What the task asks — All of the entries should be restated word for word, but without their pictures.

Records excerpted from a collection
"""
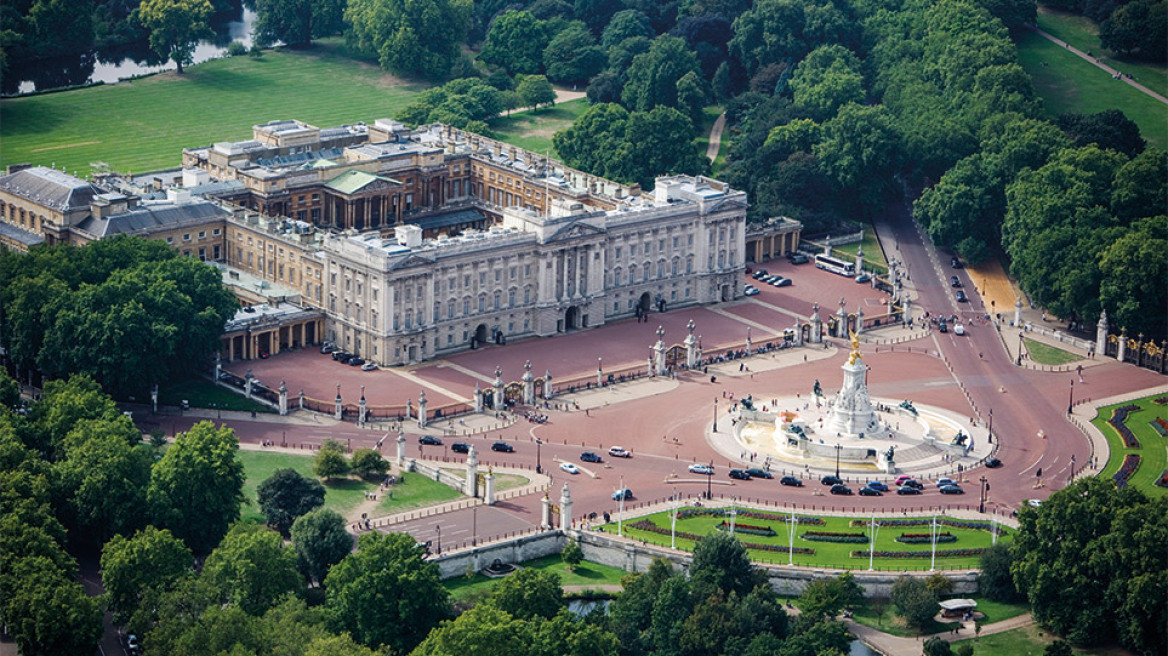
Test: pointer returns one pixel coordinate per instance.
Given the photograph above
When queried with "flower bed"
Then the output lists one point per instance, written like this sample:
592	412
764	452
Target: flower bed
925	538
838	537
1118	421
749	529
649	527
940	553
1131	463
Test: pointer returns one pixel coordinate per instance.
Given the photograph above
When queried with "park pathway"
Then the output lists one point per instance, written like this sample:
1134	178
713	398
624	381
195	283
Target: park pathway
1096	61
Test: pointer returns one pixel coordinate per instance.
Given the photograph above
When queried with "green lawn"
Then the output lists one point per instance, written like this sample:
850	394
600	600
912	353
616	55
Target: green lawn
1047	354
827	555
1071	84
204	393
1083	33
342	496
1153	453
533	130
584	574
143	125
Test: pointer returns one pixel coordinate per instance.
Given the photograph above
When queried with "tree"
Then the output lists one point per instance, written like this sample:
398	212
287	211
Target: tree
331	462
297	22
516	42
572	555
386	593
175	27
320	542
151	559
535	90
410	36
252	569
286	495
913	601
196	488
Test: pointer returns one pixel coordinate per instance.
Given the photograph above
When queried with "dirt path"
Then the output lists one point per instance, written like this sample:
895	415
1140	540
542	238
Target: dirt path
715	145
1098	63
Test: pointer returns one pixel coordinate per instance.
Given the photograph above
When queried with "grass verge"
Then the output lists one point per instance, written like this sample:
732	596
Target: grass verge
1152	452
143	125
1047	354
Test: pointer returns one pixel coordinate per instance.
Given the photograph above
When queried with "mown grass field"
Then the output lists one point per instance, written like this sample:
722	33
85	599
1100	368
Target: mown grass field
1070	84
143	125
1153	449
827	555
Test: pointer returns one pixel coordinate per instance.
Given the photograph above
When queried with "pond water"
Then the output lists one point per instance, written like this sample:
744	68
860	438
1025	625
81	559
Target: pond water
122	62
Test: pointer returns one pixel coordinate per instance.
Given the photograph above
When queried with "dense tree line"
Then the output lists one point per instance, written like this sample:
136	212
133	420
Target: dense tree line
90	309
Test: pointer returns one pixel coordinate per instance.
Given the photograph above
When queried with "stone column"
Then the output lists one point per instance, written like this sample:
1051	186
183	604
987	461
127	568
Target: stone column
565	508
528	384
1102	334
470	487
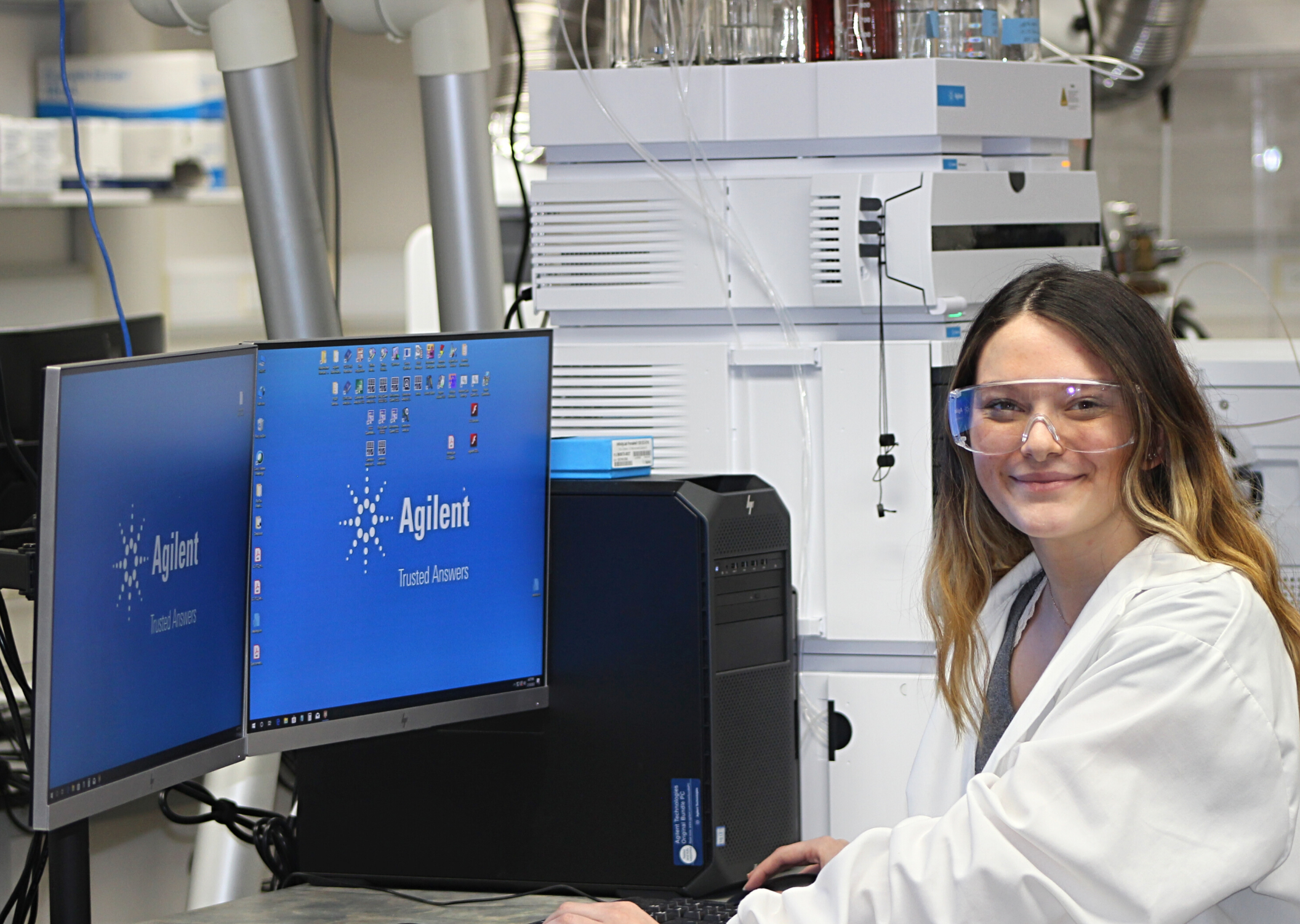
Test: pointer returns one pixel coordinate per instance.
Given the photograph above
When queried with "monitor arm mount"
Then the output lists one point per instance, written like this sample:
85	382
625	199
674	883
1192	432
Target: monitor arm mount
255	49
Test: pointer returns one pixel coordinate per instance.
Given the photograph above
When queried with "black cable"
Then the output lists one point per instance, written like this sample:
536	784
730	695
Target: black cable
527	295
514	161
328	90
275	836
356	883
9	649
10	443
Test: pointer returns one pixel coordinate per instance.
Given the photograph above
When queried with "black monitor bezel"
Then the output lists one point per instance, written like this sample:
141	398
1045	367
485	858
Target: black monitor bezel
443	706
153	773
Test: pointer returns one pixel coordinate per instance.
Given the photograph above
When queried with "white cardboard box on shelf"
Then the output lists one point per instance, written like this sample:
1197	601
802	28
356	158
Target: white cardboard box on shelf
100	150
29	155
153	85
"""
Answer box —
Test: pointer returns one pixel coordinate per instance.
Given the photograph above
When queried with "flower bed"
Then the output lists one point per instance, written like this sample:
592	412
764	452
Target: flower bed
925	538
838	537
1118	421
749	529
649	527
940	553
1131	463
Test: pointer returns one pixel coordinate per instance.
Given the photograph above
When queried with "park pathway"
Then the output lists one point per instance, written like this sample:
1134	178
713	398
624	381
195	283
Target: park pathway
1096	61
Test: pointer returns one pixel coordinate per instance.
Given the photograph above
When queried with "green lawn"
Then the output lists one point per instance, written like this sample:
850	394
600	600
912	353
616	55
Target: green lawn
1047	354
827	555
1071	84
204	393
1083	33
342	496
1153	453
533	130
584	574
143	125
Test: pointer returns one pixel coordinate per instance.
Given the photograph above
When queried with "tree"
Then the output lists one point per instance, written like this sample:
398	212
287	211
Target: tree
331	462
297	22
516	42
572	555
386	593
175	27
320	542
151	559
535	90
410	36
252	569
286	495
913	601
196	488
Test: pointer returns one pixel coordinate per instance.
Given the photograph above
When queried with "dirt path"
Then the output lists one point per instance, written like this sample:
895	415
1140	540
542	238
Target: dirt path
715	145
1098	63
Test: pointer returns one pixel coordinate per instance.
Given the photograph above
When queried with "grass verge"
Then the output lists one point per instance, written like this sample:
732	596
Target: grass verge
1152	452
143	125
1047	354
Test: pointer returns one pixel coordinate per instance.
Given the photograph above
When queried with "mown grass field"
Then the output lists one point per instance, written like this sample:
722	33
85	599
1100	368
Target: mown grass field
1070	84
143	125
1153	449
827	555
Test: pointer returns one pixel coordinate per instance.
Given the photograph above
When queried with "pond water"
Then the output lists one point per instance, written like this sample:
744	68
860	438
1025	625
81	559
Target: pond water
122	62
Test: pointer returns one pixel coordinate per instance.
Given the photograph above
When queried with "dense tree line"
Then the output lists one point per instance, written like this sample:
136	212
133	420
Target: dense tree line
90	309
Test: pointer returns one pixel coordinate per instance.
Given the photograph above
When queried with "stone column"
Then the output lists one point per instance, written like this sample:
1051	186
183	604
987	461
127	568
Target: stone column
565	508
528	384
1102	334
470	487
Test: pointer returns one pixel coordinate per instance.
Given the photograph above
When queried with "monitor arm mount"
Then the output lists one point per instance, written like this sample:
85	382
625	199
674	883
1192	432
Target: monitor arm mount
255	49
Test: pointer returns one pixel coordinate per instance.
Given the photograph above
When queried with "black cable"
Then the output lists one point per instance, written like this sample:
536	784
730	695
Target: black cable
527	295
514	161
328	90
275	836
356	883
9	649
10	443
Test: pointer returns one pixel coordinate per instance.
Given the photograph above
When queried with "black monitor bezel"
Then the output lists one point per instance, written like this sample:
141	398
1045	367
485	858
Target: black monitor bezel
443	706
153	773
Test: pointer returns one pixel coordinate per instance.
Given the photograph above
When queried with "white cardboard box on shelf"
Then the output lists one point per instance, written like this sample:
1197	601
802	28
356	158
Target: white cardboard box on shelf
100	150
29	155
153	85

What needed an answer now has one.